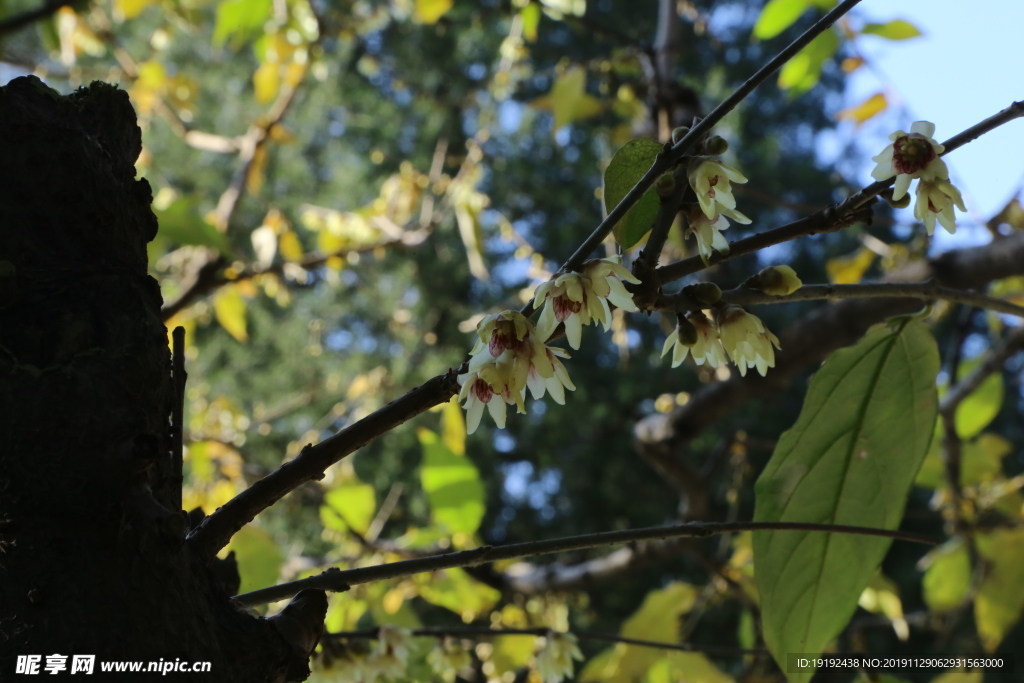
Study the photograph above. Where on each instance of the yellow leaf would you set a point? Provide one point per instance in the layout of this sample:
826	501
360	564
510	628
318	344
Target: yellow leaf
428	11
131	8
850	269
266	82
1000	597
290	247
865	110
230	310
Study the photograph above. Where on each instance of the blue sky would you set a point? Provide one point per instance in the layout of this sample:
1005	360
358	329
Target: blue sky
966	68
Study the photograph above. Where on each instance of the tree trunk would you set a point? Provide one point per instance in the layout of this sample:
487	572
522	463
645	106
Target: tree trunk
92	551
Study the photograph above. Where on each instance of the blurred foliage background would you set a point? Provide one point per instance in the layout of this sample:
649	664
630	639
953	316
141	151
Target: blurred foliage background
345	187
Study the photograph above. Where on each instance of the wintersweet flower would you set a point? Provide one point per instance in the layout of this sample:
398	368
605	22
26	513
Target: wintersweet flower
554	662
745	339
710	179
707	346
936	200
557	383
582	298
913	155
391	654
449	658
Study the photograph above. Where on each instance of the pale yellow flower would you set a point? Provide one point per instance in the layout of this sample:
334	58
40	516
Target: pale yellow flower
745	339
913	155
582	298
936	201
711	180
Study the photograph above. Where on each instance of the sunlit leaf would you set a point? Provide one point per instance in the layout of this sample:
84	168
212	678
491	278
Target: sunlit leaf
895	30
241	20
428	11
1000	597
530	15
569	100
657	619
850	269
627	168
776	16
354	502
453	485
981	407
266	82
850	459
865	110
457	591
258	557
229	308
947	578
802	72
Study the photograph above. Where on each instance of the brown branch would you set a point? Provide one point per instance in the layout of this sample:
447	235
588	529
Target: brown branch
673	155
336	580
18	22
852	210
214	532
929	291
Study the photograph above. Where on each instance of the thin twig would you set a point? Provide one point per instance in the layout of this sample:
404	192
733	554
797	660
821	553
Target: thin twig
851	210
930	290
12	24
485	632
672	155
336	580
177	416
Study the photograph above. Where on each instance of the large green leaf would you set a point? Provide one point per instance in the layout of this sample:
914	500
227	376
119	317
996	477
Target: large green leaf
850	459
629	165
453	485
776	16
258	557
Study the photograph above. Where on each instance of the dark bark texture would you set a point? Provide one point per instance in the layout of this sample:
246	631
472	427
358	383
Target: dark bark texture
92	553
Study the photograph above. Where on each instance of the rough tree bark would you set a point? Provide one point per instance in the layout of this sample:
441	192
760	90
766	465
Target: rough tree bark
92	552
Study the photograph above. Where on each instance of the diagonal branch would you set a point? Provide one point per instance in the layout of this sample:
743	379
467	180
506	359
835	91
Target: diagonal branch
336	580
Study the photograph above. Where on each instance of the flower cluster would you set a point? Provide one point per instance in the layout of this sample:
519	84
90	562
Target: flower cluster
712	181
915	155
582	298
509	357
735	333
554	662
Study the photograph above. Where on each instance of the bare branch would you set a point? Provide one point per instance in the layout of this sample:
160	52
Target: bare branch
929	291
336	580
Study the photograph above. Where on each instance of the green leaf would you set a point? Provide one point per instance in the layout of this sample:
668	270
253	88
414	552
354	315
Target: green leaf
241	20
947	578
629	165
776	16
657	619
453	485
353	502
258	557
895	30
180	223
1000	597
229	308
455	590
981	407
802	72
850	459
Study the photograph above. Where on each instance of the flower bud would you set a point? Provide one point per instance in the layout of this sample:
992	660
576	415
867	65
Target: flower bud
716	144
687	333
666	185
776	281
705	294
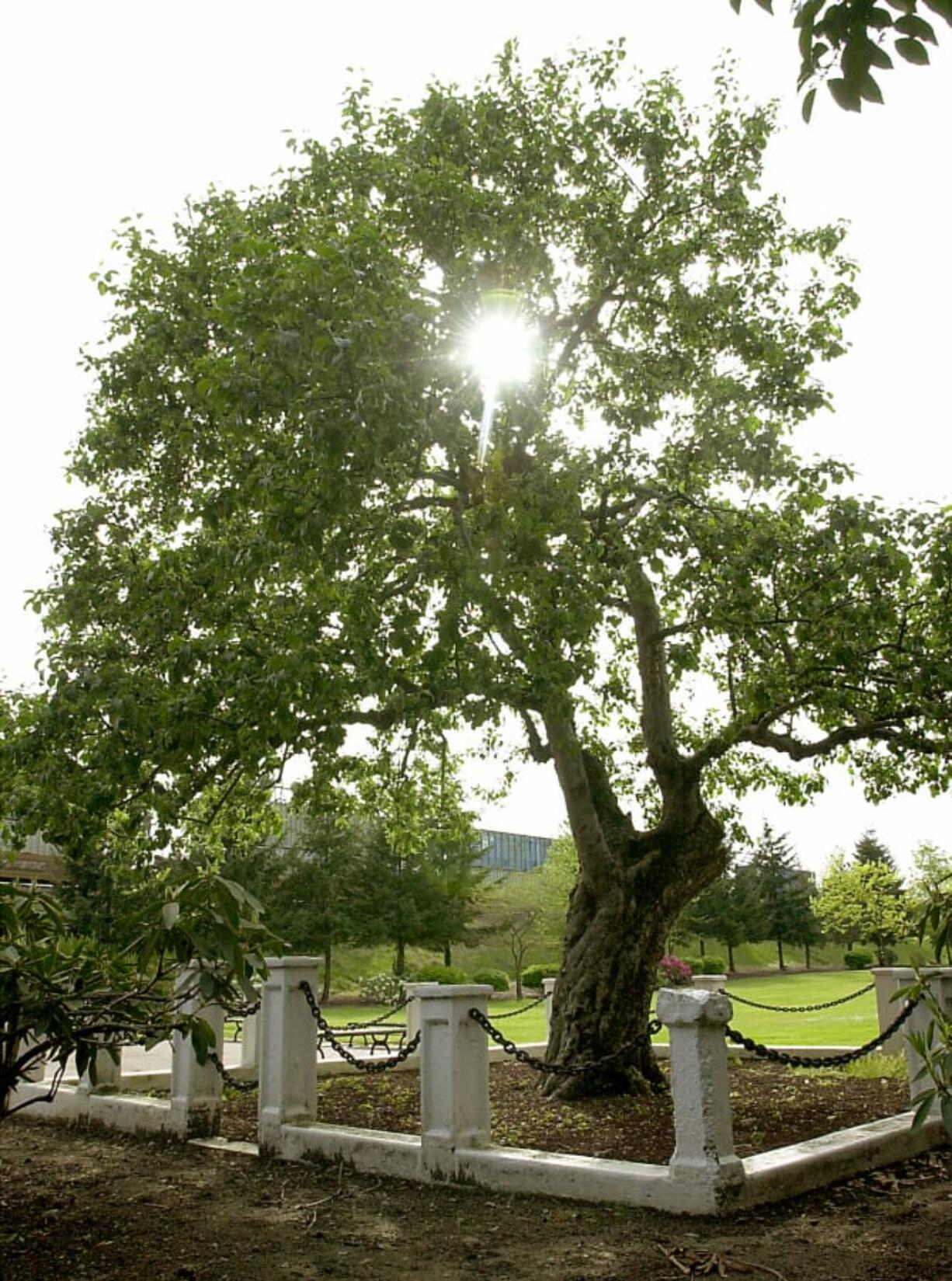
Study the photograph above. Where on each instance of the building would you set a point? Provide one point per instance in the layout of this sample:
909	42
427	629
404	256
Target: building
512	852
36	862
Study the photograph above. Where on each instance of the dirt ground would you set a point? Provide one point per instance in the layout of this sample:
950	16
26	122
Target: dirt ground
91	1204
772	1105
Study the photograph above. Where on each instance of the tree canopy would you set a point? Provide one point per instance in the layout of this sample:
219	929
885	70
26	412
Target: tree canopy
853	39
863	901
287	531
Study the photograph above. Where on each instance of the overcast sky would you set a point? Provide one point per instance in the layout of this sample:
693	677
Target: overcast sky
113	108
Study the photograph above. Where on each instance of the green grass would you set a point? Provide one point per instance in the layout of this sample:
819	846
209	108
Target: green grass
851	1024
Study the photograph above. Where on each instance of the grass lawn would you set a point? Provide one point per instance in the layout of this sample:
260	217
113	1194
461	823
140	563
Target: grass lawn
851	1024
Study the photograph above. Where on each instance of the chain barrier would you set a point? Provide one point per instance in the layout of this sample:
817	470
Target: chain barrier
778	1056
363	1065
514	1012
797	1010
231	1081
242	1011
540	1065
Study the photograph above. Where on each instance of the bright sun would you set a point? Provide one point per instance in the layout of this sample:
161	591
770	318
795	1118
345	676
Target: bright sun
500	350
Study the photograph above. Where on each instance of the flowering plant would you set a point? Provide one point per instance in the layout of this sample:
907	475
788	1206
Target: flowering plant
673	973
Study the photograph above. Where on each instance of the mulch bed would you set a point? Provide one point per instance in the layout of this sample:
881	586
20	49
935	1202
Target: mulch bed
773	1107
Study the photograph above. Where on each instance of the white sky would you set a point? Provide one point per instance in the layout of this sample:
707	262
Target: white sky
110	108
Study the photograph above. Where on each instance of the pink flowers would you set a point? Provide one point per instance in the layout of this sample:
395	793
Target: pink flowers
673	973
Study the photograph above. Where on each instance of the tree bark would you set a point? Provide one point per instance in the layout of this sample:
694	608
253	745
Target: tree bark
618	921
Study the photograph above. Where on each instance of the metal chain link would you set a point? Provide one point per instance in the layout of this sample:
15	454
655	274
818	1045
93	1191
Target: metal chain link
778	1056
363	1065
514	1012
232	1081
540	1065
797	1010
242	1011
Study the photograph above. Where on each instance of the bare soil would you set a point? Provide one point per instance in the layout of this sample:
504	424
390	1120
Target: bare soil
94	1204
773	1107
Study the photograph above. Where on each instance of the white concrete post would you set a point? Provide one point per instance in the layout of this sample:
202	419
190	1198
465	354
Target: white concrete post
709	981
453	1074
549	988
39	1070
901	976
887	1008
196	1088
287	1074
108	1073
248	1040
704	1152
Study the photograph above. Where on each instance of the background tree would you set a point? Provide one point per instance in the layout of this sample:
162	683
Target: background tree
783	893
853	39
311	901
860	901
418	878
516	911
283	475
930	884
728	910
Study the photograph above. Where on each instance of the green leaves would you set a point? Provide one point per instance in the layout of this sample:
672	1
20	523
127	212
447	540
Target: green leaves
855	33
912	51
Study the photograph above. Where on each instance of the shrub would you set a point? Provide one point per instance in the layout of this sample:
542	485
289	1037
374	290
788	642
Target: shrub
673	973
498	979
382	989
437	973
534	974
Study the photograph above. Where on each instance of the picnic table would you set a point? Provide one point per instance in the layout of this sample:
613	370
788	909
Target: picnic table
372	1036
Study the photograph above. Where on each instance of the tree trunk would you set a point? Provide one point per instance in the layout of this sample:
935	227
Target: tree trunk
325	989
615	935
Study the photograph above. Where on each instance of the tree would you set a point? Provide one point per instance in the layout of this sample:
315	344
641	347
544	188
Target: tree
289	531
728	911
783	893
860	901
851	36
516	910
870	850
929	886
418	879
68	993
309	902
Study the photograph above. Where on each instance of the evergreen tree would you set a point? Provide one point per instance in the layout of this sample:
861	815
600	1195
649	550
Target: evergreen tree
870	850
728	911
783	893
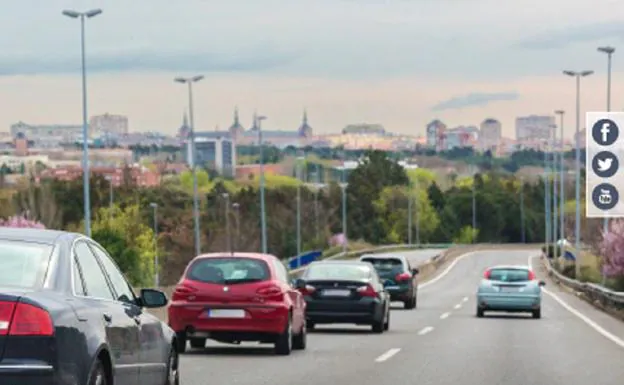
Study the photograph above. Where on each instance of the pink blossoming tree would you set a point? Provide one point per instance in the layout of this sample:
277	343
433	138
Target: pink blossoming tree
612	249
21	221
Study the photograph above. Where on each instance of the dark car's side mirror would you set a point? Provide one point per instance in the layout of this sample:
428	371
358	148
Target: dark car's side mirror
152	298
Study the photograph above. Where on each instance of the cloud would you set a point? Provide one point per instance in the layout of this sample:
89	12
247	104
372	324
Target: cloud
257	60
474	100
562	38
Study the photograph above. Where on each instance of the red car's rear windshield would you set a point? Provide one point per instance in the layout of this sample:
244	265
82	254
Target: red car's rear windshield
229	270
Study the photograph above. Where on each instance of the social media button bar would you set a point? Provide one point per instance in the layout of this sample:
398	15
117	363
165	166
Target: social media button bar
604	151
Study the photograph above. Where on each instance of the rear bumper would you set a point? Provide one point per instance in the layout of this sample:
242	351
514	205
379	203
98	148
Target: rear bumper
30	375
400	294
362	311
193	319
509	302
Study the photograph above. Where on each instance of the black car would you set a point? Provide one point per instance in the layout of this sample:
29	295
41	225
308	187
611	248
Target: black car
399	278
344	292
68	316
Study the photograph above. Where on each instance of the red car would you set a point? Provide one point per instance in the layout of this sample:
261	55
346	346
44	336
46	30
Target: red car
238	297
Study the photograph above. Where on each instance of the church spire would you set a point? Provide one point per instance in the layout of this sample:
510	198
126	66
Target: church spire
236	118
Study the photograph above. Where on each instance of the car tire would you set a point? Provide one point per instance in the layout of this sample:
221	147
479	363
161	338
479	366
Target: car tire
300	340
173	368
283	344
98	375
181	342
387	323
198	343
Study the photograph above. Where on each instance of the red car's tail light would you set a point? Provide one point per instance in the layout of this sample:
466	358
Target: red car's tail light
22	319
272	293
367	291
183	292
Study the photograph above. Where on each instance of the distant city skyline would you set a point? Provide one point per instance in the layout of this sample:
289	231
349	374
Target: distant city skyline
499	64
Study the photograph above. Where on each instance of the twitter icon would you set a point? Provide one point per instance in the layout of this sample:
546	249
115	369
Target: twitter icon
605	164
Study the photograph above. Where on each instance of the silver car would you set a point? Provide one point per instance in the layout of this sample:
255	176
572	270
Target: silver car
510	288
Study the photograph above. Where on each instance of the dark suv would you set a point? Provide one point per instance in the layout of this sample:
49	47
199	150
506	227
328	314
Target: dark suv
399	278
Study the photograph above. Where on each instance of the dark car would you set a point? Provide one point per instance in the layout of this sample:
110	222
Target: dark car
399	278
238	297
344	292
68	316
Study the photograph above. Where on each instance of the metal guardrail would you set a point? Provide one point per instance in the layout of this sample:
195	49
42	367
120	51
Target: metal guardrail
379	249
597	294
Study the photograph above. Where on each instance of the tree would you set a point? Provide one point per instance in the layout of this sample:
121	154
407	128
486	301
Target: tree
612	251
366	183
21	221
128	240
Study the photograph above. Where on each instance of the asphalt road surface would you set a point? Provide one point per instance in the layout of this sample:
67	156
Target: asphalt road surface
441	342
416	257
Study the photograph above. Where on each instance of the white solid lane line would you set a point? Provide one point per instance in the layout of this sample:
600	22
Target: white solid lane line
613	338
387	355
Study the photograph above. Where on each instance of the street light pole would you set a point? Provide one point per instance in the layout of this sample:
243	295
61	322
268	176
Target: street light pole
262	200
299	181
522	220
609	51
409	213
577	226
343	188
554	192
561	114
189	82
228	233
156	264
85	126
236	208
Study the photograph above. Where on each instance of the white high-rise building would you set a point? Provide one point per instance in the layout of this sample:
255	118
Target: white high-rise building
490	135
534	130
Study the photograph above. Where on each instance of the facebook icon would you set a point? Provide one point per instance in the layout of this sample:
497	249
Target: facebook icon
605	132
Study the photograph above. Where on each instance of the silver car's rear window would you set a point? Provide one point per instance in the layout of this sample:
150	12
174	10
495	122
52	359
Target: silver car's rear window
509	275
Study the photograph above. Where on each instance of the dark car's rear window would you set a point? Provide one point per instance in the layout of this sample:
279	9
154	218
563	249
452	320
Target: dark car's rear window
229	270
328	271
509	275
23	264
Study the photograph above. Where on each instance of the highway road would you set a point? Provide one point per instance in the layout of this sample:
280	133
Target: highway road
441	342
416	257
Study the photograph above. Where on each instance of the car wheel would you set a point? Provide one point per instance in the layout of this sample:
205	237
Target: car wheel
98	374
181	342
300	340
283	345
198	343
387	323
173	371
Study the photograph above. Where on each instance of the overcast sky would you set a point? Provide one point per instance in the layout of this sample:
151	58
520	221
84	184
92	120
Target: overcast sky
400	63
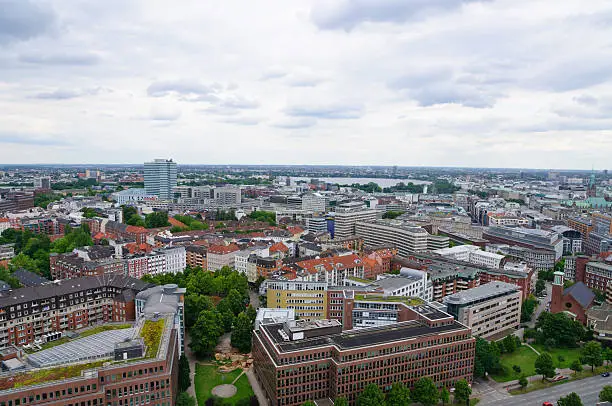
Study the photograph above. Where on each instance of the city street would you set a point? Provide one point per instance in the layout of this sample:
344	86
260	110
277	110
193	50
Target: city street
588	389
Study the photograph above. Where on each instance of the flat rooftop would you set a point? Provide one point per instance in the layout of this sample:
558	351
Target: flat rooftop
482	292
361	338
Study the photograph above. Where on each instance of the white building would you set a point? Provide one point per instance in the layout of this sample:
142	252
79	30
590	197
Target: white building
160	178
472	254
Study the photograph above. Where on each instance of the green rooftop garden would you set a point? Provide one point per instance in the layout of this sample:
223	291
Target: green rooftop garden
410	301
47	375
152	332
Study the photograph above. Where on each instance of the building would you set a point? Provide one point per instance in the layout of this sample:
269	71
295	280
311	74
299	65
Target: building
491	310
473	255
346	219
305	360
135	376
31	313
574	301
164	300
196	256
160	178
405	237
219	256
526	237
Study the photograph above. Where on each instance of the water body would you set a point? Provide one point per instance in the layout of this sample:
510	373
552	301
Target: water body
382	182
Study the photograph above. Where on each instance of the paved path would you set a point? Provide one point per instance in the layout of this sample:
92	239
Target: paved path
588	389
261	397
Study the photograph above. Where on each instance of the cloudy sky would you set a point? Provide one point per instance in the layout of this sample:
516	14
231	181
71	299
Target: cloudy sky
491	83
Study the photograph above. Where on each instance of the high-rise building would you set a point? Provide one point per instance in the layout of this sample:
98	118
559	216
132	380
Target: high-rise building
160	178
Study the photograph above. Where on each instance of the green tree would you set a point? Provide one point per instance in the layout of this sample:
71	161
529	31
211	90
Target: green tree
183	399
425	392
606	394
591	355
463	391
242	333
156	219
444	396
570	400
206	332
576	366
184	371
523	382
371	396
399	395
341	401
544	365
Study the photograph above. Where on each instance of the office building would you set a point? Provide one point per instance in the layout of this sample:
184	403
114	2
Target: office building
302	360
346	219
491	310
160	178
405	237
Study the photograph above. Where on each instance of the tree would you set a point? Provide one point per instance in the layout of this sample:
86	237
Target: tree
242	333
371	396
463	391
523	382
570	400
183	399
156	219
184	371
341	401
399	395
206	332
576	366
544	365
425	392
444	396
606	394
509	344
591	355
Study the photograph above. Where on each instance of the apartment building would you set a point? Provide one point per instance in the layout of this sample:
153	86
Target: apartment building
219	256
302	360
405	237
491	310
346	219
32	313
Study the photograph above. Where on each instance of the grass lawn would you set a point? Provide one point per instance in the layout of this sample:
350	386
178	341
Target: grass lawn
524	357
569	355
207	377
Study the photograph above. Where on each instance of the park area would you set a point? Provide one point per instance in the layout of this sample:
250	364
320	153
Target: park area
525	357
208	377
□ □ □ □ □ □ □
WORK INSTRUCTIONS
Proceeding from the line containing "Study the photograph above. Where on each instance of the brown" through the line containing "Study the photograph above. Where on each instance of the thin", transcribe the lines above exactly, both end lines included.

EXERCISE SOLUTION
Study the photograph above. Where on each instance of the brown branch would you set a point? Provide one point per instance in the layout of this sample:
447	235
588	529
Target: brown branch
673	155
336	580
18	22
852	210
214	532
929	291
Study the photograph above. Where on each instance of the thin twig would you set a point? Provide one point per instance in the layout of this sample:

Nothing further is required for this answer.